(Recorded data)
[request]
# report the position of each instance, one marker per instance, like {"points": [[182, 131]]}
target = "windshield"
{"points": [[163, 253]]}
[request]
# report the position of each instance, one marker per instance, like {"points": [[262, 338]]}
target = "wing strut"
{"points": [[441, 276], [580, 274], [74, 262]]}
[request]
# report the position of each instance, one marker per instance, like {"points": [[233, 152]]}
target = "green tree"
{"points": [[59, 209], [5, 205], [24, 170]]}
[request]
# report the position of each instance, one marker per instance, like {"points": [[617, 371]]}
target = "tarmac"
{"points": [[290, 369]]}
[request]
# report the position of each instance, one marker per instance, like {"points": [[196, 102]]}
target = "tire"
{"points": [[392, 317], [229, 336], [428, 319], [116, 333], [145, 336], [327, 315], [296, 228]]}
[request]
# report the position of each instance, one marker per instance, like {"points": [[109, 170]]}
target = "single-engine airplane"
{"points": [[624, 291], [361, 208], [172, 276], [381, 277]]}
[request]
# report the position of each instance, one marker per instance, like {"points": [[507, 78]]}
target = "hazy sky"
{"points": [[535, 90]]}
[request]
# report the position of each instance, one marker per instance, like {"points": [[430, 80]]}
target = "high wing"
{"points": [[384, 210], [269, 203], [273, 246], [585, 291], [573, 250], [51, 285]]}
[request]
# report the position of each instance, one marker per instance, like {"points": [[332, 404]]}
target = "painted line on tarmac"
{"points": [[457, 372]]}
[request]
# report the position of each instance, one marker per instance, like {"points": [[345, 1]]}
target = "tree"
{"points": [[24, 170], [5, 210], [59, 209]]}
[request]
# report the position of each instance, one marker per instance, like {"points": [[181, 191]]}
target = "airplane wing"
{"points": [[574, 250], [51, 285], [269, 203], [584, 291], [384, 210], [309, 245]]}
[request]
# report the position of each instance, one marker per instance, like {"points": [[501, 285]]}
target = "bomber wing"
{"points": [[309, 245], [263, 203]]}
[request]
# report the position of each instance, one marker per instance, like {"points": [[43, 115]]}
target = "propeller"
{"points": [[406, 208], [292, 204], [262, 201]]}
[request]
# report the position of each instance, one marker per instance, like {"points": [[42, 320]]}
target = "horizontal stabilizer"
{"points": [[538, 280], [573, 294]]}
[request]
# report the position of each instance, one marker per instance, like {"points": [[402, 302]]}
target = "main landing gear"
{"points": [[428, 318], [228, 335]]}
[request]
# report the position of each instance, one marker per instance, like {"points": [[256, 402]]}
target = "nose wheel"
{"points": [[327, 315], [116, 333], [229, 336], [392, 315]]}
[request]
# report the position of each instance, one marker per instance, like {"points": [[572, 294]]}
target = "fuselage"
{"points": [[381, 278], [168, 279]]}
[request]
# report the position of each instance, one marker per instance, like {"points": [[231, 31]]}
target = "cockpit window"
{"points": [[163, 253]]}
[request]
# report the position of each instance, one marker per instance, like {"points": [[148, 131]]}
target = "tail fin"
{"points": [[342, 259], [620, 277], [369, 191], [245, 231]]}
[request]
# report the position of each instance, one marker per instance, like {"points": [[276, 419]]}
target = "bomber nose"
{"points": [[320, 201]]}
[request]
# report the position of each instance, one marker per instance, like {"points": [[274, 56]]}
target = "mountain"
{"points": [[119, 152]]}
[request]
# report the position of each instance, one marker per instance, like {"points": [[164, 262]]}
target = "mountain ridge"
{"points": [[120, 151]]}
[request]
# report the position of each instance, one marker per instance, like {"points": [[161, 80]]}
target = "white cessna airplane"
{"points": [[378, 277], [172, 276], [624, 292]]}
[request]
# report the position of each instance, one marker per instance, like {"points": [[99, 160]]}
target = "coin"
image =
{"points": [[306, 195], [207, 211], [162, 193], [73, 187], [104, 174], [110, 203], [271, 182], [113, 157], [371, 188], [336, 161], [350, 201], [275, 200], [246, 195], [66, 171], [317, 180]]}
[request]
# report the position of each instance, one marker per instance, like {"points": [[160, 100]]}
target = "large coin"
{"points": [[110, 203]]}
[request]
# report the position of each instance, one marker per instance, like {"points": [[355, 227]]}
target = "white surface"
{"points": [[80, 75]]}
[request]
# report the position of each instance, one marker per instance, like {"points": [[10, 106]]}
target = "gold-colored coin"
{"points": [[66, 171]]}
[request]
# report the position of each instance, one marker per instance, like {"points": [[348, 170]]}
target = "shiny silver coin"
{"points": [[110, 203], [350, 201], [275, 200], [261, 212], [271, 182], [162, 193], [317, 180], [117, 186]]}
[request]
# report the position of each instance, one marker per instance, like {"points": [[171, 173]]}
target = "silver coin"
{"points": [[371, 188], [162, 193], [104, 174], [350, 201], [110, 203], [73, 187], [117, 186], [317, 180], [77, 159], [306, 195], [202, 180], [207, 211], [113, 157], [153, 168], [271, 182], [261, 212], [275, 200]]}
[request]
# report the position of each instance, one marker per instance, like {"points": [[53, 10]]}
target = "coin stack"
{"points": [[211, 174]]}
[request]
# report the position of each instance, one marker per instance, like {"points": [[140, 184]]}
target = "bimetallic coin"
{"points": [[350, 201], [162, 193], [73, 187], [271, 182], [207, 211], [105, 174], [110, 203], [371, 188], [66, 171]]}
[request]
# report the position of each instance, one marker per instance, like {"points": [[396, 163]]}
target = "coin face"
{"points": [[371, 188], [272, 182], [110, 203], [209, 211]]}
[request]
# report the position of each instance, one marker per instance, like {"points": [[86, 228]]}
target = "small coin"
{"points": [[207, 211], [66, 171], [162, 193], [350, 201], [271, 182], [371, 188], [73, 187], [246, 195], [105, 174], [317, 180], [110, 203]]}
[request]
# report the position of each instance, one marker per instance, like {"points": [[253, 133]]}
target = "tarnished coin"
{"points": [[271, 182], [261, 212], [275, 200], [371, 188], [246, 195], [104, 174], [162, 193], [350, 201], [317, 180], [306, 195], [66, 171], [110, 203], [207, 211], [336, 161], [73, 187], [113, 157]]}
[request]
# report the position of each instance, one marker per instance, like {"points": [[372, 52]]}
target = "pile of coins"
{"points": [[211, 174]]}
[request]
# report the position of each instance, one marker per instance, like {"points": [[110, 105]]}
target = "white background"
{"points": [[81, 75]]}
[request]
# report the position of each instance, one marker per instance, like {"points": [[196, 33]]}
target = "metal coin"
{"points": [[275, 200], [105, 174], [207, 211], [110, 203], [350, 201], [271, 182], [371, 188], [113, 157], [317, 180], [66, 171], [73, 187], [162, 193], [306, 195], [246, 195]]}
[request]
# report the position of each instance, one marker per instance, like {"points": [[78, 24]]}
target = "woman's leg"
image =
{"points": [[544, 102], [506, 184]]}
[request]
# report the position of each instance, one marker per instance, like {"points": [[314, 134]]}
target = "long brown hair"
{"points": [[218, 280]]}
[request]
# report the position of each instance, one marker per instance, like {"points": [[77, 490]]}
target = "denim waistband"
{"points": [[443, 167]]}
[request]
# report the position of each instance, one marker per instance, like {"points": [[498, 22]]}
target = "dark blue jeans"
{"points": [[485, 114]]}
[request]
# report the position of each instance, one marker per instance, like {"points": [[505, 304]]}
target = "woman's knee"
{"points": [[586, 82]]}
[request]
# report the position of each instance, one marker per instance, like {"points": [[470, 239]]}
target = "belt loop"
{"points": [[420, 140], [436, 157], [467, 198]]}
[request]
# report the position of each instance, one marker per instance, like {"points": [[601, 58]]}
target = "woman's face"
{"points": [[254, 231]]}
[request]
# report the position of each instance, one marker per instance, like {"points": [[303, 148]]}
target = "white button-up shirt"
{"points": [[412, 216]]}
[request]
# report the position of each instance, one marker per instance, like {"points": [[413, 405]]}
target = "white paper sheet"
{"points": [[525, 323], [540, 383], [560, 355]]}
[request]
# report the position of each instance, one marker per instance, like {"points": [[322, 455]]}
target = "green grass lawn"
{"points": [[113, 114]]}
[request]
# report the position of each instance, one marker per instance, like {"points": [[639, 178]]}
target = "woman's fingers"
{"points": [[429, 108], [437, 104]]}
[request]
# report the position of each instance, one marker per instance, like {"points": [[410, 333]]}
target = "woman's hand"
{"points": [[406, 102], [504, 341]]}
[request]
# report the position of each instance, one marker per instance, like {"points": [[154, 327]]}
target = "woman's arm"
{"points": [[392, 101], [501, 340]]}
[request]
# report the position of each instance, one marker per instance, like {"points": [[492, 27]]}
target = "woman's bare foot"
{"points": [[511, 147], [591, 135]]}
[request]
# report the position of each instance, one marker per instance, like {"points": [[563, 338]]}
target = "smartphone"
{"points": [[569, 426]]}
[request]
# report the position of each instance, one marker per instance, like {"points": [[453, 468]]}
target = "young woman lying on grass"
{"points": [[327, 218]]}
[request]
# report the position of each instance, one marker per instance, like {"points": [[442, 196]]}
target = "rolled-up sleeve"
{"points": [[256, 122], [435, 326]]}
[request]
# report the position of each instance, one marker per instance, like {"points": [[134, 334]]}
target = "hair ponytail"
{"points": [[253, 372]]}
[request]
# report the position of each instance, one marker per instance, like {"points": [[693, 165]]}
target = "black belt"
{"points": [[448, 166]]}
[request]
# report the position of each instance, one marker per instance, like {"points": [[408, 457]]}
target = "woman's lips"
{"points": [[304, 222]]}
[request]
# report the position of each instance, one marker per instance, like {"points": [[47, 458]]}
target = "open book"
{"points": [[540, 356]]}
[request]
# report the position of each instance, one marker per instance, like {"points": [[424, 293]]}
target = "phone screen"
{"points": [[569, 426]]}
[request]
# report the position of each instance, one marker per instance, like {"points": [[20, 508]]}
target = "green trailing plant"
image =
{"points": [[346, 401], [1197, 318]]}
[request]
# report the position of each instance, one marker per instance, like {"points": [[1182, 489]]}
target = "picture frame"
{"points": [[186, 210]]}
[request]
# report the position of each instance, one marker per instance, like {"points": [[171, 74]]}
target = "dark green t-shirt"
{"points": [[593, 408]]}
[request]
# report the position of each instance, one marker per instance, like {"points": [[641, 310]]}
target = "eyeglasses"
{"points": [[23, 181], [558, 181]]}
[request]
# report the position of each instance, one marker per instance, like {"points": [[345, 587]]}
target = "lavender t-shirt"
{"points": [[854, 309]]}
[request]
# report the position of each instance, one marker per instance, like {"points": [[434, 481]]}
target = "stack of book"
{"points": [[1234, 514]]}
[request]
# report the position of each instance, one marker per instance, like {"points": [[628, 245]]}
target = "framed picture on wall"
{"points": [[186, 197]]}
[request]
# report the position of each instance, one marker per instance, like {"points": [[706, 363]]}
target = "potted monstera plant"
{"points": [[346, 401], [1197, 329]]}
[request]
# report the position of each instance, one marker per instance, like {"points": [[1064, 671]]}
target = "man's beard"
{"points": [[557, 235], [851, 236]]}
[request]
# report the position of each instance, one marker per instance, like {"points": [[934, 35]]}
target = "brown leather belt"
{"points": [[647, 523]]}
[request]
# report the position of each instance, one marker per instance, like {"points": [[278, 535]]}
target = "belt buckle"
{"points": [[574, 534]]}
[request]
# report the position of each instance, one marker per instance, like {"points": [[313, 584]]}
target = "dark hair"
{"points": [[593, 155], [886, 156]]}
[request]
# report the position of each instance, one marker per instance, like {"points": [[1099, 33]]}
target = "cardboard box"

= TASK STATEMENT =
List each line of the items above that contains the string "bomber", reproducing every such line in full.

= EXERCISE RESPONSE =
target = "bomber wing"
target = "bomber nose"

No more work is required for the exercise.